┌──

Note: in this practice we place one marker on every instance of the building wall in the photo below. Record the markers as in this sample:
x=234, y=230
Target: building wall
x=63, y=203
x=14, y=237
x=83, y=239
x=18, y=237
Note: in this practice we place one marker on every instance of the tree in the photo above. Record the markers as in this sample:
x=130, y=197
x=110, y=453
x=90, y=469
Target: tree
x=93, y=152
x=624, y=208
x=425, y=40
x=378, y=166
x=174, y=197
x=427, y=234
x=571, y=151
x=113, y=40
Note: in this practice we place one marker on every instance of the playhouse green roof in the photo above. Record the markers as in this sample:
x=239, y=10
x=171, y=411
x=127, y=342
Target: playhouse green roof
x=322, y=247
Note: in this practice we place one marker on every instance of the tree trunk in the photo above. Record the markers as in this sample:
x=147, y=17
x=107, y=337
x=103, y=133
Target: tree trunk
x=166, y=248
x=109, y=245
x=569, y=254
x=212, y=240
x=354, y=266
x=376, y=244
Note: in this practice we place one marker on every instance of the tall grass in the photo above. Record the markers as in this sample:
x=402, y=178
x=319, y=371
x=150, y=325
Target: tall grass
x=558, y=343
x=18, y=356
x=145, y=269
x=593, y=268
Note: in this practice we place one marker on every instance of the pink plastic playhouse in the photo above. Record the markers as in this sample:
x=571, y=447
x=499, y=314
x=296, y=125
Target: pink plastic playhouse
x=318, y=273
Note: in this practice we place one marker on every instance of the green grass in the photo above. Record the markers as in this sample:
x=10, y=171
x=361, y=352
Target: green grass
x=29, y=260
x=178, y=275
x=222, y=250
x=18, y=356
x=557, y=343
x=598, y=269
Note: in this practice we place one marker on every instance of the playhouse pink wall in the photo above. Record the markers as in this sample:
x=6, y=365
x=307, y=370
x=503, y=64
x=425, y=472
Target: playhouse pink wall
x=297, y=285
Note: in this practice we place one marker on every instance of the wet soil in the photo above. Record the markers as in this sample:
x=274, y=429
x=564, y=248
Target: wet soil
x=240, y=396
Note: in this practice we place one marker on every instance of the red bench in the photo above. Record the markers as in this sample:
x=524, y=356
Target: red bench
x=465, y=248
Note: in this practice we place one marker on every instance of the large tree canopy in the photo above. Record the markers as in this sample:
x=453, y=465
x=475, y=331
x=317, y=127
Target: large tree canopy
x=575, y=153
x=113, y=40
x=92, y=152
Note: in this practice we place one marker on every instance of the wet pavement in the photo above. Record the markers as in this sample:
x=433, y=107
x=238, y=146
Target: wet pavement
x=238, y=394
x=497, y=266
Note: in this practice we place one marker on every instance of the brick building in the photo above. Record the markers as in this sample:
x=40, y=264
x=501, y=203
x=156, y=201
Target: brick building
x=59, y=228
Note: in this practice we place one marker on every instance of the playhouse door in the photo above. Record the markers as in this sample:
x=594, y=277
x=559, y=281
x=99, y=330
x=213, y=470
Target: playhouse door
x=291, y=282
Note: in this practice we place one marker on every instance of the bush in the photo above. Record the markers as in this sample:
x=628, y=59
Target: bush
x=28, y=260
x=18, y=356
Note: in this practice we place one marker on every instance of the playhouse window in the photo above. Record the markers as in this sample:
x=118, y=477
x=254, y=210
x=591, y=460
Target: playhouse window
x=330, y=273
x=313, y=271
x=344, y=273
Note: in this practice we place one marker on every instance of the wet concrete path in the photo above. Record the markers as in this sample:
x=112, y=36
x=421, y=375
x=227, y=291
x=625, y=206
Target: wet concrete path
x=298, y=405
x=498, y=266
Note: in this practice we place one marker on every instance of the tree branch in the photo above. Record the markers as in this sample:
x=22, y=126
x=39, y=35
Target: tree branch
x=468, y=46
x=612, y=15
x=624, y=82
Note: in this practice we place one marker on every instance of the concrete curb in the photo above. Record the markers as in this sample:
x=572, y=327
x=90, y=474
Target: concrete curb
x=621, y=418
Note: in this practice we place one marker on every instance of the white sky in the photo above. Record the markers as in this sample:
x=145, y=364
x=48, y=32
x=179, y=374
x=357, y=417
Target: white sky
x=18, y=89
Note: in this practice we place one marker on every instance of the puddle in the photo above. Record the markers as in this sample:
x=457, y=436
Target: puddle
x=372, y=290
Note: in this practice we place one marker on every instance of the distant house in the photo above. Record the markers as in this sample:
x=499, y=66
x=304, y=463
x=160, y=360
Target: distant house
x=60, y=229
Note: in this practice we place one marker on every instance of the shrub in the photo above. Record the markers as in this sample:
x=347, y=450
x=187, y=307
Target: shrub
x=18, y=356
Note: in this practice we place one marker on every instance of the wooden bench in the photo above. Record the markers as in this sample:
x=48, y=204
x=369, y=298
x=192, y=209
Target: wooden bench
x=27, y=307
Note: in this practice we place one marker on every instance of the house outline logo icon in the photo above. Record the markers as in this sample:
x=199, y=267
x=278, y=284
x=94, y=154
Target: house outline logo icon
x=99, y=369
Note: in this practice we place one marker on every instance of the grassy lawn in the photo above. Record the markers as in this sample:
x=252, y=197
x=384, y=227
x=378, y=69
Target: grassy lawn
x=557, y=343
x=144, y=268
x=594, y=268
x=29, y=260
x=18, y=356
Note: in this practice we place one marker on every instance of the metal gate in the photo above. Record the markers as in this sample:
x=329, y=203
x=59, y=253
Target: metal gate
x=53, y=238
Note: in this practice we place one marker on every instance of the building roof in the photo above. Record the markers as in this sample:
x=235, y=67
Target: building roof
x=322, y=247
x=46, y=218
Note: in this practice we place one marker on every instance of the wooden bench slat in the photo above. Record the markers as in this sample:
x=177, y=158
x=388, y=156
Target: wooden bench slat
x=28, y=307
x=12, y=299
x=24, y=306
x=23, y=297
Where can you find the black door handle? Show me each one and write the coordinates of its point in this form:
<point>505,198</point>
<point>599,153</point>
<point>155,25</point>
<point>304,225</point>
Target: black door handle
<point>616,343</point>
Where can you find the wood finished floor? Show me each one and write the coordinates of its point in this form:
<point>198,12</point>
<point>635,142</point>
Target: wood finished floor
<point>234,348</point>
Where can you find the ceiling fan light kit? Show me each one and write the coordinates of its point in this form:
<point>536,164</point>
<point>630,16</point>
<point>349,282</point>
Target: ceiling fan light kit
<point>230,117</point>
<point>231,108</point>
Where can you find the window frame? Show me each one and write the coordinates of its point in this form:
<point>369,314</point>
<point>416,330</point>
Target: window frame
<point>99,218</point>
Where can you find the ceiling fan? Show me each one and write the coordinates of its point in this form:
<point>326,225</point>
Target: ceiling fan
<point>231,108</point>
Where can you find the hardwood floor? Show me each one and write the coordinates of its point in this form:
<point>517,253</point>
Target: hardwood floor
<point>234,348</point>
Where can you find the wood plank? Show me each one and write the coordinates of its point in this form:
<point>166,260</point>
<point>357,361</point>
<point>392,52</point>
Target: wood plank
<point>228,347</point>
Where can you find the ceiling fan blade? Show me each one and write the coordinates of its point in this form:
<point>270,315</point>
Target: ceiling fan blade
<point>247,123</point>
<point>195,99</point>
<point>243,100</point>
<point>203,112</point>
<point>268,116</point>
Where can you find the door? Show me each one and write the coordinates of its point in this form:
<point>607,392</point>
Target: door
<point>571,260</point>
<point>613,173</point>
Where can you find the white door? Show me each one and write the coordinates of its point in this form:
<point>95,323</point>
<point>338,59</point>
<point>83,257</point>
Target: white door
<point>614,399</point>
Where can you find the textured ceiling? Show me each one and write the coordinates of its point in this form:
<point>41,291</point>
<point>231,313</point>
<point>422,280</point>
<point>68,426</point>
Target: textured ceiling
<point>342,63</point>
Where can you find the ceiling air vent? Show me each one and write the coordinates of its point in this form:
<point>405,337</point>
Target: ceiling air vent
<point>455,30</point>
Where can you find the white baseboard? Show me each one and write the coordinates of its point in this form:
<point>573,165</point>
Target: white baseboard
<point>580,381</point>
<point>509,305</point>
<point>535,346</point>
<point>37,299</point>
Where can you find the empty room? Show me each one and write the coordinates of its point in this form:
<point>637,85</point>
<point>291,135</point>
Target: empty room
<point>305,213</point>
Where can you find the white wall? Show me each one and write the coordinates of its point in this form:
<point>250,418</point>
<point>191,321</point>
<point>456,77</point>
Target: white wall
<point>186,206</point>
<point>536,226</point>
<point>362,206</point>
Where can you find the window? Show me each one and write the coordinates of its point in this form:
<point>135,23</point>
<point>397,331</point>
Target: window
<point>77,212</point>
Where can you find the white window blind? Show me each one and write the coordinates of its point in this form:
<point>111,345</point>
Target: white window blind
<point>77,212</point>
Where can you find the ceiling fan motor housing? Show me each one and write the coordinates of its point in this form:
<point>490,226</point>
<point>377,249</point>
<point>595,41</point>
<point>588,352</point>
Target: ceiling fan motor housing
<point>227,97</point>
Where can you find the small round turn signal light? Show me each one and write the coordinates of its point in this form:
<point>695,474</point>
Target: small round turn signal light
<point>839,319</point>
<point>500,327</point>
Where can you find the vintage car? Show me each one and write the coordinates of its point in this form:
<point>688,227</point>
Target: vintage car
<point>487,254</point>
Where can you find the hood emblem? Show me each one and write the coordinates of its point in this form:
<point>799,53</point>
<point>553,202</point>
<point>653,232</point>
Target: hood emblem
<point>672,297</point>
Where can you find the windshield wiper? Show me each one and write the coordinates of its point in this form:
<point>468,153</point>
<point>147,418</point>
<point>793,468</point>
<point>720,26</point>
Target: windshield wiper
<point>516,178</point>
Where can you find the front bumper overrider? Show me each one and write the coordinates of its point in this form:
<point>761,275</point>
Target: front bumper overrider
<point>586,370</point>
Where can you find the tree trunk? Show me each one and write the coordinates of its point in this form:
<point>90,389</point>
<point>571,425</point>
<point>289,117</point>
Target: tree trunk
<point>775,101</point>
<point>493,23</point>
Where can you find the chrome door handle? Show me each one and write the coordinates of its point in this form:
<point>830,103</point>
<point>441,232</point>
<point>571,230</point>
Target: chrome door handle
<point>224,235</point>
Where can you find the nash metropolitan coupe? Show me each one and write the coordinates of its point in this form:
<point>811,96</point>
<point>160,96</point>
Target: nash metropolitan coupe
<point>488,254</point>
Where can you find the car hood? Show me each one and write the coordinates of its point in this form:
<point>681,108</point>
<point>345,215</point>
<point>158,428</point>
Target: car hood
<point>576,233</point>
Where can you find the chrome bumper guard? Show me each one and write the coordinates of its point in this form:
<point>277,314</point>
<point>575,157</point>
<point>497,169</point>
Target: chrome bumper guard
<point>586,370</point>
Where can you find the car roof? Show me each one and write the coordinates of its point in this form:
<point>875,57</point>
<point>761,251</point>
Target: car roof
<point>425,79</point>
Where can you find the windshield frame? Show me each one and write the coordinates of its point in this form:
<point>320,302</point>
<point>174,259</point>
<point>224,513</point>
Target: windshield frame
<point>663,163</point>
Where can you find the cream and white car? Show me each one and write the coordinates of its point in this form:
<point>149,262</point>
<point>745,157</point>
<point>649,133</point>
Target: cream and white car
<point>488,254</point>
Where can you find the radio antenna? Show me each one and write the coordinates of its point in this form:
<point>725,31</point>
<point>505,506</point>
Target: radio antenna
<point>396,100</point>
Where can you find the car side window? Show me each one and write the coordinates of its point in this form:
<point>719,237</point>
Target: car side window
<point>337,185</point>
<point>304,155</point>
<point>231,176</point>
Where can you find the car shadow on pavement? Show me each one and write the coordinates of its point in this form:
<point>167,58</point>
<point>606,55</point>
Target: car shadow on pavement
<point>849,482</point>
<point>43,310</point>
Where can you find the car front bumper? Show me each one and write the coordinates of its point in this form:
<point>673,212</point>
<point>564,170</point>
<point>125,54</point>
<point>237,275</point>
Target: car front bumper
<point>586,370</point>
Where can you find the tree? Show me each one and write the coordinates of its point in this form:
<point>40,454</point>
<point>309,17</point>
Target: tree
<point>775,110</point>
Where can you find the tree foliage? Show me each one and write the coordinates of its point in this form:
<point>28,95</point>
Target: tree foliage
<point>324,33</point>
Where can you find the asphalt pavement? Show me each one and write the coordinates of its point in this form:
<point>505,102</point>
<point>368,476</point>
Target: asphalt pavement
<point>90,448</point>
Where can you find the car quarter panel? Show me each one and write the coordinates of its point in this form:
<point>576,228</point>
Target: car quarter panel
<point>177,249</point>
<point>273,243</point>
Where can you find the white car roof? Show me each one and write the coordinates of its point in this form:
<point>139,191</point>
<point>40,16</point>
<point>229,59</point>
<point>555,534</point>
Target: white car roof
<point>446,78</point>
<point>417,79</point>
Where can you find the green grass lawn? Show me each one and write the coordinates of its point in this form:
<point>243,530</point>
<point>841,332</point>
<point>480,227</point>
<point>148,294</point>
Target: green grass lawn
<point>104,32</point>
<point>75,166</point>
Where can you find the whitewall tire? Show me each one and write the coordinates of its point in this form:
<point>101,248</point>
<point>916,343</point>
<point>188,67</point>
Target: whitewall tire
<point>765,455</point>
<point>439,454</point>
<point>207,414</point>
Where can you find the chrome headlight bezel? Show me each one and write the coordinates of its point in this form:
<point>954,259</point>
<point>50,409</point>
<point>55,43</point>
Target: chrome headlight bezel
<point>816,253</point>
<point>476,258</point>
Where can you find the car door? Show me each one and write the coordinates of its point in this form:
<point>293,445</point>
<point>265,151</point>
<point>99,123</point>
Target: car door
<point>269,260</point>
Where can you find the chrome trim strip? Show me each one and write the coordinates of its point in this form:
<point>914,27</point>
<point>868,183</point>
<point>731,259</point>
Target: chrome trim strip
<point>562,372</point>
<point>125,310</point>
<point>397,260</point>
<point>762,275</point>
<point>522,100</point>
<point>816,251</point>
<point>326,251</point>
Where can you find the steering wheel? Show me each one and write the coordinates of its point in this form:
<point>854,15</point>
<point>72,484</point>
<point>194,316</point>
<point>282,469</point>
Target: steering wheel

└──

In the listing above, find each line with the word "steering" and return it.

Answer area>
Where can you find the steering wheel? Show me each one and write the coordinates of its point in this form:
Target: steering wheel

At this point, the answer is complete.